### Directions for this task
In the listing below, add 56 to every coordinate in the answer points, then write out again every line from the one containing "of the converted" through the end of the listing, requests included.

### Source records
-*-*-
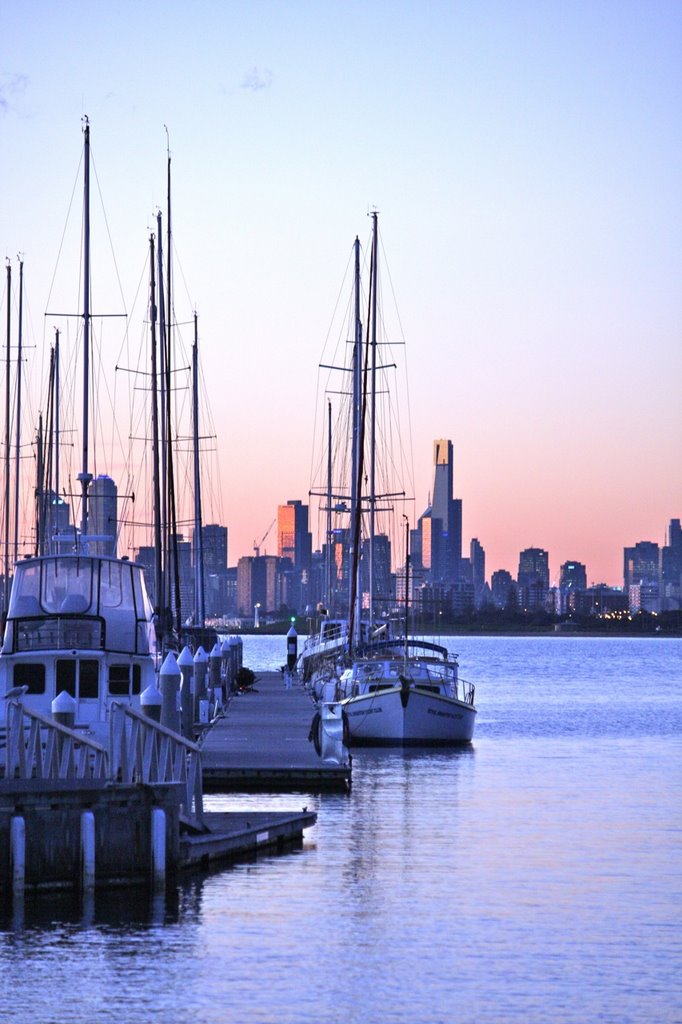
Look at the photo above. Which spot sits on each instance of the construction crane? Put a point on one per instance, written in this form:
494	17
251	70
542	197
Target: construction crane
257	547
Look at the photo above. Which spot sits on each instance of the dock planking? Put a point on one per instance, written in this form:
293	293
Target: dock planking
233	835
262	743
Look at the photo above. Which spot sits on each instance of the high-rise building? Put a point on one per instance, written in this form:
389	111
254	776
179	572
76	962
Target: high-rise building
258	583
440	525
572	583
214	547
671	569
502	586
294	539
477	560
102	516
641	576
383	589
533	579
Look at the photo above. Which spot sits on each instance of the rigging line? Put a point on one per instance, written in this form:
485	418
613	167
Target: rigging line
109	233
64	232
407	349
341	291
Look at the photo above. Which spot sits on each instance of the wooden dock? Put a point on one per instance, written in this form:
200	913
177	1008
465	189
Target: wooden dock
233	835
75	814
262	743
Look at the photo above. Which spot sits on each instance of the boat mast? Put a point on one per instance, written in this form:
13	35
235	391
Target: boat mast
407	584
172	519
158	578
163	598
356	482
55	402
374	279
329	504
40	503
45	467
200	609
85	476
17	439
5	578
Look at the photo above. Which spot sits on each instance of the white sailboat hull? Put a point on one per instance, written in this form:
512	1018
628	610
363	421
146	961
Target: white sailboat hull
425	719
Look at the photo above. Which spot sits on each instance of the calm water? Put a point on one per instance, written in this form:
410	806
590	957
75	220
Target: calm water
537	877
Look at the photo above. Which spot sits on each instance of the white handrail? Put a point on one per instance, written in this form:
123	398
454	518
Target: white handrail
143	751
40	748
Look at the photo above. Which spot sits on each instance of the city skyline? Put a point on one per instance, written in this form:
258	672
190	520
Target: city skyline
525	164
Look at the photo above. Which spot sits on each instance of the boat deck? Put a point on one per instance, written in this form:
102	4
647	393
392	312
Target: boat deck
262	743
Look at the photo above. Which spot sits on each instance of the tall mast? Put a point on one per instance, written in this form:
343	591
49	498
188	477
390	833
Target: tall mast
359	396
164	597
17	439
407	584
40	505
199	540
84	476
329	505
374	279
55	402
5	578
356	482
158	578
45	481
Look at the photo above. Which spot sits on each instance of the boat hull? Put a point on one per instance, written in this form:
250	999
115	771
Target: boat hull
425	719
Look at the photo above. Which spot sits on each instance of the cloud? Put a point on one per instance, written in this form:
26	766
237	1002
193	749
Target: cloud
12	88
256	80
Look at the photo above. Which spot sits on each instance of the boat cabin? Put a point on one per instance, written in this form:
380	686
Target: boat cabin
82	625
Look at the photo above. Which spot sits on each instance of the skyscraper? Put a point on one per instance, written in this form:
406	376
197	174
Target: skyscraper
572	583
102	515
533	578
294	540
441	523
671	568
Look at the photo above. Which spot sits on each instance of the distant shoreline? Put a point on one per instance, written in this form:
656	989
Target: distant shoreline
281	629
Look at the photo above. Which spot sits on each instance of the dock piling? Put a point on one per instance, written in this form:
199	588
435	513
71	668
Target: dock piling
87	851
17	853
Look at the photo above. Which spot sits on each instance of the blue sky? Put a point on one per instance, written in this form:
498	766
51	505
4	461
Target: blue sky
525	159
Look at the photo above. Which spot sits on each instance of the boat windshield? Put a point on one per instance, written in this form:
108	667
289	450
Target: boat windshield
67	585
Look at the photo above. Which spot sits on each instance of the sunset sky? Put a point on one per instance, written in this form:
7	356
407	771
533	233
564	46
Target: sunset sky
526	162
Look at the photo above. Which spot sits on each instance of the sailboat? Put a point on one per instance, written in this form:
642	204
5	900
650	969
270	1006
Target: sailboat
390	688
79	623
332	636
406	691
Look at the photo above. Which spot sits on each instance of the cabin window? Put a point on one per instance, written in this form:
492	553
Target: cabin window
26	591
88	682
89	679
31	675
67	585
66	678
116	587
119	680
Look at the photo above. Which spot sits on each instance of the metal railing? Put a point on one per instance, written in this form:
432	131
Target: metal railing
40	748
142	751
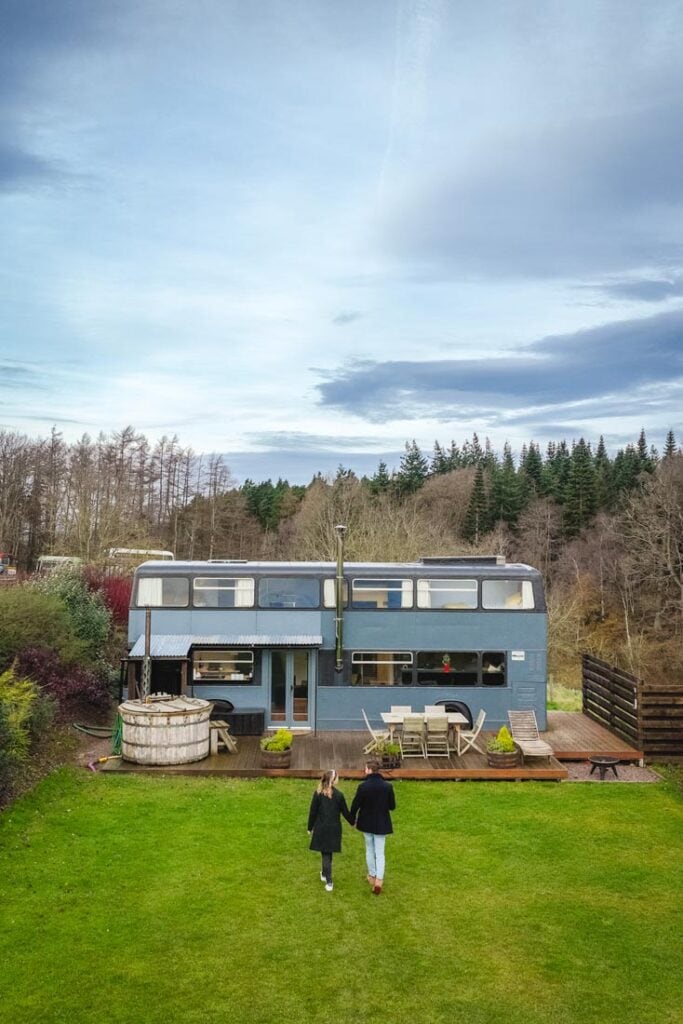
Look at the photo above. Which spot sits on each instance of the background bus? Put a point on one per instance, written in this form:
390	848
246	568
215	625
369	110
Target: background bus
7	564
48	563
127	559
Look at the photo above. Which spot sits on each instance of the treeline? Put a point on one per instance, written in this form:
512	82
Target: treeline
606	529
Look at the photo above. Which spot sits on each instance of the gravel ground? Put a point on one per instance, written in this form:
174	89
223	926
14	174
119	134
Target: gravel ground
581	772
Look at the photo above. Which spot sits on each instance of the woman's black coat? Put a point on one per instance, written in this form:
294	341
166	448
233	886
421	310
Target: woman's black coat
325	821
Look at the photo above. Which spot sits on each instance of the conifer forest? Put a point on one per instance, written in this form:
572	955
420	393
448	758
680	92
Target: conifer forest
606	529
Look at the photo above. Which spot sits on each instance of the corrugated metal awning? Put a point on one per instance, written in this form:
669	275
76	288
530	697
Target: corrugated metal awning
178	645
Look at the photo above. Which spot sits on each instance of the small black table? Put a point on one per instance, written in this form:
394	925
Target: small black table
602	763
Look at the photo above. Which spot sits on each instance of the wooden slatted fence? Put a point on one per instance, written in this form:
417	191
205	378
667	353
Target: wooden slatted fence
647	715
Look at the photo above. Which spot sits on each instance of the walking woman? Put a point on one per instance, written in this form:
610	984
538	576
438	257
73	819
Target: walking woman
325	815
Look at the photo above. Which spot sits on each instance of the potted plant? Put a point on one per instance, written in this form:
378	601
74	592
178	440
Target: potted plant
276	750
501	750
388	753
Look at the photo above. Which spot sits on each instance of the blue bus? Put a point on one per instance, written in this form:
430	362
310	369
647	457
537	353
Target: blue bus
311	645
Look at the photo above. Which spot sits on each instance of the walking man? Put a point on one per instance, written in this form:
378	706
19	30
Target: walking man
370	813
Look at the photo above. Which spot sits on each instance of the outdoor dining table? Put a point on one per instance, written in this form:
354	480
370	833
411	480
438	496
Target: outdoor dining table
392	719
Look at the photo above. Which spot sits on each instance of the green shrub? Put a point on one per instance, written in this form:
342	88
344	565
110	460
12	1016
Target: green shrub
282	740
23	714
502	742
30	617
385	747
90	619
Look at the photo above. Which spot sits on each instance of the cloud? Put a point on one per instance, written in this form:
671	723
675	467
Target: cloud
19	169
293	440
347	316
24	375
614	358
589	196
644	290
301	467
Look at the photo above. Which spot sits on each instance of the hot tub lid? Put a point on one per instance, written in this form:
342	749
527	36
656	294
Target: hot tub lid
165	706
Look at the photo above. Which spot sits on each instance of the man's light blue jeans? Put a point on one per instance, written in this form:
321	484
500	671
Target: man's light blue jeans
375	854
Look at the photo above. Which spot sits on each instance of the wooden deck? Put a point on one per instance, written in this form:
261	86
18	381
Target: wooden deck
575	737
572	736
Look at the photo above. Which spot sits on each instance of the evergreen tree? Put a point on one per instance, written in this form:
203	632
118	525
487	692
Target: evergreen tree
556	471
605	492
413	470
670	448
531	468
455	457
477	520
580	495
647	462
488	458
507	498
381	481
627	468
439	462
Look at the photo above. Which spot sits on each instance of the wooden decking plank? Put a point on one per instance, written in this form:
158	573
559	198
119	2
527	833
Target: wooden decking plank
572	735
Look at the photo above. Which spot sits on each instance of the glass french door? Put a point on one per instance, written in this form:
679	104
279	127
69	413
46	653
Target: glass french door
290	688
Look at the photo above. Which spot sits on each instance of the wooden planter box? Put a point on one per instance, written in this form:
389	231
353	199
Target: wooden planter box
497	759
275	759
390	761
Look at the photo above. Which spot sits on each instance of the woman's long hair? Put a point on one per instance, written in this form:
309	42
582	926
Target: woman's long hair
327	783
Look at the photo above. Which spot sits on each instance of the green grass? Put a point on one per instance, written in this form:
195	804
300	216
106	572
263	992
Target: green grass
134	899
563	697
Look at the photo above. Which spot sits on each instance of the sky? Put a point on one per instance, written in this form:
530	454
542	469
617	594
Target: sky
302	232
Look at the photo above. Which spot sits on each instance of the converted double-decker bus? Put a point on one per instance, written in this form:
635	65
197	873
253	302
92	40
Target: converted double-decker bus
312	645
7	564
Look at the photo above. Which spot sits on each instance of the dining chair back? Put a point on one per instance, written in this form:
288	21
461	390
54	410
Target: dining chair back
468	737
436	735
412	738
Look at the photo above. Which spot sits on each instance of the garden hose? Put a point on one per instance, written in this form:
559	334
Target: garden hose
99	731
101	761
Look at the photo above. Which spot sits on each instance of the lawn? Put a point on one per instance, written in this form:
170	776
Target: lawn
-*-*-
### Solved exercise
Look at the photo above. Which spot sits on each instance of the converted double-decker bus? Put a point on one per instance, written in this form:
635	65
197	873
253	302
92	40
Target: converted double-decker bus
368	701
63	620
Look at the photo above. Which spot sits on each instance of the dining chair back? Put a point on one per instance, written in this form:
288	21
461	390
54	410
Target: dining chair back
524	793
492	791
468	794
Look at the photo above. Which spot sits on each instance of the garden hose? Put a point on one per instance, written in this form:
559	334
Target: garden hose
155	787
157	817
Look at the photo above. Which spot sits on each instance of the lawn? Put a point on one per instance, written in this form:
170	776
Target: lawn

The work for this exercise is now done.